- **Tasks**
a - Please output the legal excerpt between "As for the contention" and "defense of immunity.", inclusive, word for word.
b - Format the records from their start through the line containing "left=0, top=259, right=195, bottom=395", inclusive, as a two-column CSV with the headers request and answer. Give one row per record, with its text and its answer each in a single quoted field and line breaks replaced by spaces.

The foregoing considerations in our opinion are a complete answer to the defendants' claim that their constitutional privileges were invaded.

As for the contention that the defendants received immunity under the compromise statute, it is even more illusory than the one we have already discussed based on an alleged invasion of constitutional rights. The compromise statute[1] affords no shield to one who has violated the tax laws unless there has actually been a compromise. See Botany Worsted Mills v. United States, 278 U.S. 282, 49 S.Ct. 129, 73 L.Ed. 379. It is not even claimed here that there was more than an offer to make a compromise. None of the formalities prescribed by the statute and treated by the Supreme Court as necessary to effect a compromise were observed. Botany Worsted Mills v. United States, supra, 278 U.S. at pages 288-289, 49 S.Ct. 129, 73 L. Ed. 379. There was no issue of fact for court or jury as to whether a contract of compromise had been made. Accordingly there is no merit in the defense of immunity.

- **Extracted material**

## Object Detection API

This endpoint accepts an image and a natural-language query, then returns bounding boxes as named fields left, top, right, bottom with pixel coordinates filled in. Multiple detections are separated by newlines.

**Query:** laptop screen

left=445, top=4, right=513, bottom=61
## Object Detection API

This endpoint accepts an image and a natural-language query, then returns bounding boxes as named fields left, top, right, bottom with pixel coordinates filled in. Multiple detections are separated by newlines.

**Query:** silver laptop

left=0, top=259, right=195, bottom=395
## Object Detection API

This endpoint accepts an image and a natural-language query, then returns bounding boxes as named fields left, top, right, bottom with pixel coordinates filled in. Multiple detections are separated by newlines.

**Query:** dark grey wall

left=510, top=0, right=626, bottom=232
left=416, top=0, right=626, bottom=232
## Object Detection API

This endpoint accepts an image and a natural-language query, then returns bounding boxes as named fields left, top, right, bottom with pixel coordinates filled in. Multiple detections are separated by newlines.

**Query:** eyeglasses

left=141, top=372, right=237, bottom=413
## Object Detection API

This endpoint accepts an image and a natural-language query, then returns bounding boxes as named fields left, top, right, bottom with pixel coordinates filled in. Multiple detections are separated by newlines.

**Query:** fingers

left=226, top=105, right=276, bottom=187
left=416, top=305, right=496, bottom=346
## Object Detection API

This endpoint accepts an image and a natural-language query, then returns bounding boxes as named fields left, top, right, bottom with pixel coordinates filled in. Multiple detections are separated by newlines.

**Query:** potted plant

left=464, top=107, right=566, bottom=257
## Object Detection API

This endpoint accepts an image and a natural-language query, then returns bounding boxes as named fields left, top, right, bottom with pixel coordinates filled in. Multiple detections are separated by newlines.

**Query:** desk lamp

- **Answers**
a -
As for the contention that the defendants received immunity under the compromise statute, it is even more illusory than the one we have already discussed based on an alleged invasion of constitutional rights. The compromise statute[1] affords no shield to one who has violated the tax laws unless there has actually been a compromise. See Botany Worsted Mills v. United States, 278 U.S. 282, 49 S.Ct. 129, 73 L.Ed. 379. It is not even claimed here that there was more than an offer to make a compromise. None of the formalities prescribed by the statute and treated by the Supreme Court as necessary to effect a compromise were observed. Botany Worsted Mills v. United States, supra, 278 U.S. at pages 288-289, 49 S.Ct. 129, 73 L. Ed. 379. There was no issue of fact for court or jury as to whether a contract of compromise had been made. Accordingly there is no merit in the defense of immunity.

b -
request,answer
"## Object Detection API This endpoint accepts an image and a natural-language query, then returns bounding boxes as named fields left, top, right, bottom with pixel coordinates filled in. Multiple detections are separated by newlines. **Query:** laptop screen","left=445, top=4, right=513, bottom=61"
"## Object Detection API This endpoint accepts an image and a natural-language query, then returns bounding boxes as named fields left, top, right, bottom with pixel coordinates filled in. Multiple detections are separated by newlines. **Query:** silver laptop","left=0, top=259, right=195, bottom=395"